(Dataset entries)
-.-.-
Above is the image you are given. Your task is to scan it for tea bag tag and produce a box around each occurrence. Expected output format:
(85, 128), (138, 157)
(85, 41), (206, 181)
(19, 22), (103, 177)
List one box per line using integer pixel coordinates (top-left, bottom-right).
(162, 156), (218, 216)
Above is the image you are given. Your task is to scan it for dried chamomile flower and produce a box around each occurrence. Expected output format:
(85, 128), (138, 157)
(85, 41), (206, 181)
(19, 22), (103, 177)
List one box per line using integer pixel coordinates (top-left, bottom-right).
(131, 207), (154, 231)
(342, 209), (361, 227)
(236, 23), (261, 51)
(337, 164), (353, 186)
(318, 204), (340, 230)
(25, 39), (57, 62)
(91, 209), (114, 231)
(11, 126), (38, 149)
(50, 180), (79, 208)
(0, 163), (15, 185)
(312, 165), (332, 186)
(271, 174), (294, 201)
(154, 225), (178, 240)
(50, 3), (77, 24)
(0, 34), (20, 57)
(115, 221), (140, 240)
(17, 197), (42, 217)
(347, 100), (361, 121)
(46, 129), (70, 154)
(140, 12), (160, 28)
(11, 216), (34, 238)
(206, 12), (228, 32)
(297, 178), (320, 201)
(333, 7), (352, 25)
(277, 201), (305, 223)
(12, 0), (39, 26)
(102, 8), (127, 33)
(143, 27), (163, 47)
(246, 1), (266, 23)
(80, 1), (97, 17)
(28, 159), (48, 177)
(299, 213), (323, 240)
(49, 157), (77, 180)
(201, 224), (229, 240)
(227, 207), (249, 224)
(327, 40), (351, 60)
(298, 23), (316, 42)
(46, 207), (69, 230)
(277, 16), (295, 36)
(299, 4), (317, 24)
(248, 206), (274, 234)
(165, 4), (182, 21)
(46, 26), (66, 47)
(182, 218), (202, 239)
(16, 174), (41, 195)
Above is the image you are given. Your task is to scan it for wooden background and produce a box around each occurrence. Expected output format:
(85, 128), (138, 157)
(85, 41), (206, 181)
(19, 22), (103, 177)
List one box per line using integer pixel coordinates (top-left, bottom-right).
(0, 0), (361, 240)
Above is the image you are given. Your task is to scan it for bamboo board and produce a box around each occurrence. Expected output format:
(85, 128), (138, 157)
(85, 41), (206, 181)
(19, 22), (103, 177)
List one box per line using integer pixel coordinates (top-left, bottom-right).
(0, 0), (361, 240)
-.-.-
Problem details - Start at the first line of the records and stop after the line containing "(162, 156), (218, 216)". Rewrite those lines with the requests included, offsetting each coordinate in the answers by 132 and leaving the requests and their sample formats unchanged.

Correct output -
Above is the image you are given. Your task is to scan it for tea bag tag and produce a box around each occurrence. Expected output format:
(85, 128), (138, 157)
(85, 41), (206, 181)
(19, 22), (103, 177)
List one box per line using integer pixel coordinates (top-left, bottom-right).
(294, 288), (350, 348)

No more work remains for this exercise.